## SOURCE EXCERPT
--- begin ---

The old stance worked as he lined a two-run single to left field to give the Dodgers the 4-2 lead. "I feel very happy that I was in that situation and was able to hit the ball."

The Cubs responded in the top of the seventh with three runs of their own off of Brandon League, Randy Choate and Javy Guerra to retake the lead 5-4.

In came Andre Ethier with Mark Ellis and Matt Kemp on base with one out.

Andre Ethier had been batting .180 (11-for-61) in the seventh inning or later and batting the team tied, ahead by one or the tying run at least on deck. In addition since July 1, Ethier had been hitting .108 (7-for-65) against left-handed pitching.

Cubs manager Dale Sveum put in left-handed reliever James Russell, and the hope was that Ethier wouldn't ground into an inning-ending double play.

--- end ---

## DATASET EXTRACT
--- begin ---

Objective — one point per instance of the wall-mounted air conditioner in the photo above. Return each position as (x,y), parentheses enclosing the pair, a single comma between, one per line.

--- end ---

## TO-DO LIST
[a] Using the baseball excerpt, explain in one to three sentences how the Cubs went from trailing 4-2 to leading the game.
[b] Answer these from the baseball excerpt:
(i) Which two players were on base when Andre Ethier came in?
(ii) What had Ethier been hitting against left-handed pitching since July 1?
(iii) Which reliever did Dale Sveum put in?

## EXPECTED RESULTS
[a] In the top of the seventh, the Cubs scored three runs off Brandon League, Randy Choate and Javy Guerra. Those runs took them from 4-2 down to a 5-4 lead.

[b]
(i) Mark Ellis and Matt Kemp
(ii) .108 (7-for-65)
(iii) Left-handed reliever James Russell